▶ _TASK REQUIREMENTS_: Switch "coverall" to "jumpsuit" in the rows from the line with "point: the worker's other hand in this photo" through the end of the rows, and write out those lines again with nothing else changed.

— START RAW DATA —

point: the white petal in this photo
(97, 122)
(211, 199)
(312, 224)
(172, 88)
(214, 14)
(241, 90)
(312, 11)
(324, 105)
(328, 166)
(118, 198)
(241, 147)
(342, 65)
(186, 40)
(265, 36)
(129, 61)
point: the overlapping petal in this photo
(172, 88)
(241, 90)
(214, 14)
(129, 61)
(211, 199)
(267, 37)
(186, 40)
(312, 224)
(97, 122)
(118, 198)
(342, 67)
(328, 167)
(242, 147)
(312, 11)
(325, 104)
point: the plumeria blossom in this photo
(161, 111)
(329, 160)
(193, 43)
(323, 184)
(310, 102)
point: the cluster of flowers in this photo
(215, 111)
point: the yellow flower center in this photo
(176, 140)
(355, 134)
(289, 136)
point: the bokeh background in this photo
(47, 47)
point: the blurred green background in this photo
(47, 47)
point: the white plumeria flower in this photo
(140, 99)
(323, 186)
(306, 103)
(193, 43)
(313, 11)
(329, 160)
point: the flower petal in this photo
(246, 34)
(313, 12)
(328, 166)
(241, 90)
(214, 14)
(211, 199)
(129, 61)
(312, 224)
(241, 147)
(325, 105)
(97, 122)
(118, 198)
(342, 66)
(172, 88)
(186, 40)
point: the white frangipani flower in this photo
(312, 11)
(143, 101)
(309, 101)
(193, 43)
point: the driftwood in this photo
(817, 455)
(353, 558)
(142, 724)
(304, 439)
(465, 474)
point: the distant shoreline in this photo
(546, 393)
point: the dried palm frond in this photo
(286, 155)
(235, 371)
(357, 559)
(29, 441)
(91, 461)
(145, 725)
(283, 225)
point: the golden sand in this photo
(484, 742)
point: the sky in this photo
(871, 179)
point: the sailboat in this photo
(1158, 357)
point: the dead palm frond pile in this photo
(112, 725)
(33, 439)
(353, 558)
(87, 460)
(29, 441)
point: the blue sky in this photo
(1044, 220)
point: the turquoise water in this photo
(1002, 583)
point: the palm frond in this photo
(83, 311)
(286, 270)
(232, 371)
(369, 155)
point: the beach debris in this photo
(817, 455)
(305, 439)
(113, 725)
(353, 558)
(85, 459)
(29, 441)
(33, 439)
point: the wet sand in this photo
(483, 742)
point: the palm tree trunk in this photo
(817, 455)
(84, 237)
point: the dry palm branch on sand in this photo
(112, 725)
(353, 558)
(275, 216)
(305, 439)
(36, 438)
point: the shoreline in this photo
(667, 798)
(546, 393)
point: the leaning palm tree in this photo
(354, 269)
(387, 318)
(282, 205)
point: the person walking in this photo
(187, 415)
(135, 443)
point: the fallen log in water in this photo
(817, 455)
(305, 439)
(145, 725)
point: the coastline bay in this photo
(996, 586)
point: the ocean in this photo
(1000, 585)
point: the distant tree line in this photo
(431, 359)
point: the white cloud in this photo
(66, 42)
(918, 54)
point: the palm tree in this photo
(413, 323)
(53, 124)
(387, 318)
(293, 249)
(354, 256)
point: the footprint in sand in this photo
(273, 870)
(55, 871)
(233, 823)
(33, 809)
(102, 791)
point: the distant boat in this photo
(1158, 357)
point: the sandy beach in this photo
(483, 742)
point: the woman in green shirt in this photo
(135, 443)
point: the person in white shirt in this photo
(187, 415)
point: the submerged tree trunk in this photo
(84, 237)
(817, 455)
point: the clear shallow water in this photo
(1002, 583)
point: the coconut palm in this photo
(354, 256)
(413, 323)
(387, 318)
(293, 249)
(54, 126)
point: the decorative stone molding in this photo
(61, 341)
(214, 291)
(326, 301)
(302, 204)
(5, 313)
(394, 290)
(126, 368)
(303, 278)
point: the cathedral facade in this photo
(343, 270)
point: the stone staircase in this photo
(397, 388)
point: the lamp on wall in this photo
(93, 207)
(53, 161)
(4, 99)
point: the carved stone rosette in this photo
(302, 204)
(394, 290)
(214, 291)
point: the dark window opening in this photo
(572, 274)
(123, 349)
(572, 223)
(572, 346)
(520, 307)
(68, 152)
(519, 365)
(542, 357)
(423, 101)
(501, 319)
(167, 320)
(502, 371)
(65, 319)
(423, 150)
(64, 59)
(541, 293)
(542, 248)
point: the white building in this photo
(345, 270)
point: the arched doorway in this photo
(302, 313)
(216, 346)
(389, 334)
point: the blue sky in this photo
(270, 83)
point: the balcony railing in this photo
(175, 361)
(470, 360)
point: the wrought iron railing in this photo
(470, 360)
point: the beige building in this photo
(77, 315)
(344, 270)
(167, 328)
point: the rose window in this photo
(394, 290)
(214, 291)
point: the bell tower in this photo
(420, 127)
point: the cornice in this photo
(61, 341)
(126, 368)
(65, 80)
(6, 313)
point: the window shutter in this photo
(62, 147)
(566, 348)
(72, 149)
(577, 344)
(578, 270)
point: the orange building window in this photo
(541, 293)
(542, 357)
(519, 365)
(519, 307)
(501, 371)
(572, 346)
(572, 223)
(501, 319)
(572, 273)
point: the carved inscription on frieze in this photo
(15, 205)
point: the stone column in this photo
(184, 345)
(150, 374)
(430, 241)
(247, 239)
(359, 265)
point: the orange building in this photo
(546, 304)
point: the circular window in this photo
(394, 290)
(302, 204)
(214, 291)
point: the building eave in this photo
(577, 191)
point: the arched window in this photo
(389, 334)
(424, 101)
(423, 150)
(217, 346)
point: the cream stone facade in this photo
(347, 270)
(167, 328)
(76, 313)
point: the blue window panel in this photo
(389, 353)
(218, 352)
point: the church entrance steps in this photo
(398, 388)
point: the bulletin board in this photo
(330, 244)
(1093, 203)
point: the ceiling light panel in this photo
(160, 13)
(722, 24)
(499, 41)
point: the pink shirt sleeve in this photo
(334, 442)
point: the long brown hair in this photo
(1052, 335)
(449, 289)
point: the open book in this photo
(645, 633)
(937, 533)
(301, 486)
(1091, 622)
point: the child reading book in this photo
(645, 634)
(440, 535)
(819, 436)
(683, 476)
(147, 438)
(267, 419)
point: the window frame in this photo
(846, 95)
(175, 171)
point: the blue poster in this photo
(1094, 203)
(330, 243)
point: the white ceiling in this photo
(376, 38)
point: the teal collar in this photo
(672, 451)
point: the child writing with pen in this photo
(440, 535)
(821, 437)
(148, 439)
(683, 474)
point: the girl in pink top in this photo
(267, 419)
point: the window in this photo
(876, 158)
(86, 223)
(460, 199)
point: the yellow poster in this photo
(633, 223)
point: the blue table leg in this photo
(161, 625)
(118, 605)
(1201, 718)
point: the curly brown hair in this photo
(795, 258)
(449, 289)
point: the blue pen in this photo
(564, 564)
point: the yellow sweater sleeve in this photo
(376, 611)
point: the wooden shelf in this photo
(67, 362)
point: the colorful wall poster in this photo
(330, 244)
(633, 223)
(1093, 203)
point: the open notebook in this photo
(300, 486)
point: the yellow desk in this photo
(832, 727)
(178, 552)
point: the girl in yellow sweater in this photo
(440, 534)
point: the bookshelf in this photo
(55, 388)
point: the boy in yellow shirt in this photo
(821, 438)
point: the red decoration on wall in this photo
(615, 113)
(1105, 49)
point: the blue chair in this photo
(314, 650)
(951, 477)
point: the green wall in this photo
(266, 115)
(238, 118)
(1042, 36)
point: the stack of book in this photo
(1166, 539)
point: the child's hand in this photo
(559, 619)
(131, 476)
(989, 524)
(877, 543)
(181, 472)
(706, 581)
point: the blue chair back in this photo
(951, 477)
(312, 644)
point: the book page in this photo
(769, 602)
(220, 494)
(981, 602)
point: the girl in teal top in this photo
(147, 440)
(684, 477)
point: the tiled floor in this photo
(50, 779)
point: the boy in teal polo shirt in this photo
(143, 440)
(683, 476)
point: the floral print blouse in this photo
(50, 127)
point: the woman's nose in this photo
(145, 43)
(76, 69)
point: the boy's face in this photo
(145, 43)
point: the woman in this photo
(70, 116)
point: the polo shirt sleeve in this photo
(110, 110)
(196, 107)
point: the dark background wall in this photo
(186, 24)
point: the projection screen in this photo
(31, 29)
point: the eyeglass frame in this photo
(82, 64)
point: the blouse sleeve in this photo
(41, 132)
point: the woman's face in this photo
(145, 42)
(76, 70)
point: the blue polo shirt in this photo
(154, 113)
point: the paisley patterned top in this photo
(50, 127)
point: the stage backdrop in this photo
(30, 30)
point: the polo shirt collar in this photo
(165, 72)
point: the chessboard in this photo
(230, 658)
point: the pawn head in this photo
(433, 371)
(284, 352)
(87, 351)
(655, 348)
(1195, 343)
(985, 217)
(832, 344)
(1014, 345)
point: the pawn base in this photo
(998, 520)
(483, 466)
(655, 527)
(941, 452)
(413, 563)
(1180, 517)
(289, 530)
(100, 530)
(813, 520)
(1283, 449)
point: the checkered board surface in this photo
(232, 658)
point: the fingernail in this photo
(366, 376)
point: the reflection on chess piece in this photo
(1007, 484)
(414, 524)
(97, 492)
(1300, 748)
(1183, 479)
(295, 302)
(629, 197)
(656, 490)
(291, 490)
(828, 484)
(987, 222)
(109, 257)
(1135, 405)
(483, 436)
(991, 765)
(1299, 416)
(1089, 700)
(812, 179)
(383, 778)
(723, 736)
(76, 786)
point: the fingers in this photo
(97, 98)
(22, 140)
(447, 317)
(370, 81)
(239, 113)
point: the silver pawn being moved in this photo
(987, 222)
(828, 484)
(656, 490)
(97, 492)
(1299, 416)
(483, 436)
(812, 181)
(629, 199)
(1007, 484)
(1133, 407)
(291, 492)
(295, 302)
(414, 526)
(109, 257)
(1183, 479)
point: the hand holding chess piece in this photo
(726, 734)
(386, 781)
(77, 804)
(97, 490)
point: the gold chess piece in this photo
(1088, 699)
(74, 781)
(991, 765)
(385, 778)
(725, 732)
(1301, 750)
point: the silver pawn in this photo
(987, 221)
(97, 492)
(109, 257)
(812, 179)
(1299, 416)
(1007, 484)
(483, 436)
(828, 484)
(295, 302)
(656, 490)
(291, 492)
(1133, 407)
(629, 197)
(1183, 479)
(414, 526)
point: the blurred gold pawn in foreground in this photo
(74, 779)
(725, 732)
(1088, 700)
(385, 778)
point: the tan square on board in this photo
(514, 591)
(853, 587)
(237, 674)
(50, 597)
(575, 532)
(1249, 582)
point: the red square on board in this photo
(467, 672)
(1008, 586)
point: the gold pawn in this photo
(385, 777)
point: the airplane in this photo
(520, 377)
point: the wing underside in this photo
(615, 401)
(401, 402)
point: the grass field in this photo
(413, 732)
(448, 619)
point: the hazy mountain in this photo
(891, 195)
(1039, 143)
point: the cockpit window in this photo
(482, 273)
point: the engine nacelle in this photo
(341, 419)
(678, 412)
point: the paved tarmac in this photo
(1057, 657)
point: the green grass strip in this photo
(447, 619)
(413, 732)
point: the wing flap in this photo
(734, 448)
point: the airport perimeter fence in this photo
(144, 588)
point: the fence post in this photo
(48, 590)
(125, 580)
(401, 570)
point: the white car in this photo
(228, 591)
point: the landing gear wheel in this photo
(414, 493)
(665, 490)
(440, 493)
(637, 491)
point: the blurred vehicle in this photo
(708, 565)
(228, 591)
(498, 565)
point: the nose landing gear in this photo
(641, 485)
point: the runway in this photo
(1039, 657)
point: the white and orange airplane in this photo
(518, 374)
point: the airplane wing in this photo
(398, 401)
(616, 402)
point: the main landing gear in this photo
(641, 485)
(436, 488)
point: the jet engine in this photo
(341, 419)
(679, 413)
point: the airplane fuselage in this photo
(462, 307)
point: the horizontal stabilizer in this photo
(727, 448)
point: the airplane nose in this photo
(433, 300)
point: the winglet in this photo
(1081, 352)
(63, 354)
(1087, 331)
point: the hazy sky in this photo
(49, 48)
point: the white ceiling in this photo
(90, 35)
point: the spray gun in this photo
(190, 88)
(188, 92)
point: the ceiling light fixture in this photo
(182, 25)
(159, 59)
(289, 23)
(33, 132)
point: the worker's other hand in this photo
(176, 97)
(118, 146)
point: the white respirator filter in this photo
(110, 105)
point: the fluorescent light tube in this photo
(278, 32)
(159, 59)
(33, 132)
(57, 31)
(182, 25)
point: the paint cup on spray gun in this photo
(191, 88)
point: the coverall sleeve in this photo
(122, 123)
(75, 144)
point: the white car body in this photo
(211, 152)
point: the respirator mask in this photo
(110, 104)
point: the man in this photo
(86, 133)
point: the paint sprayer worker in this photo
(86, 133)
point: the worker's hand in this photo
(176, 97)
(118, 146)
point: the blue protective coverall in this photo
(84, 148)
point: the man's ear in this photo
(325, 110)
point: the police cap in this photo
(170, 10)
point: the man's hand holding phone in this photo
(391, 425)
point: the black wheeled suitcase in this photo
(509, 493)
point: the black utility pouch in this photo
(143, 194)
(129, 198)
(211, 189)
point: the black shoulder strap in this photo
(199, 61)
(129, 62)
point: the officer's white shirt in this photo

— END RAW DATA —

▶ _SOLUTION TO THE PROBLEM_:
point: the worker's other hand in this photo
(176, 97)
(118, 146)
point: the white respirator filter in this photo
(110, 105)
point: the fluorescent light tube in this photo
(278, 32)
(159, 59)
(33, 132)
(57, 31)
(182, 25)
point: the paint cup on spray gun in this photo
(191, 88)
point: the jumpsuit sleeve in this photo
(122, 123)
(75, 144)
point: the white car body in this photo
(211, 152)
point: the respirator mask in this photo
(110, 104)
point: the man in this photo
(86, 133)
point: the paint sprayer worker in this photo
(86, 133)
point: the worker's hand in this photo
(176, 97)
(118, 146)
point: the blue protective jumpsuit in this photo
(84, 148)
point: the man's ear in this photo
(325, 110)
point: the police cap in this photo
(170, 10)
point: the man's hand holding phone in this photo
(391, 425)
point: the black wheeled suitcase in this photo
(509, 493)
point: the black utility pouch in this photo
(143, 194)
(129, 198)
(211, 189)
point: the black shoulder strap in this photo
(199, 61)
(129, 62)
point: the officer's white shirt in this photo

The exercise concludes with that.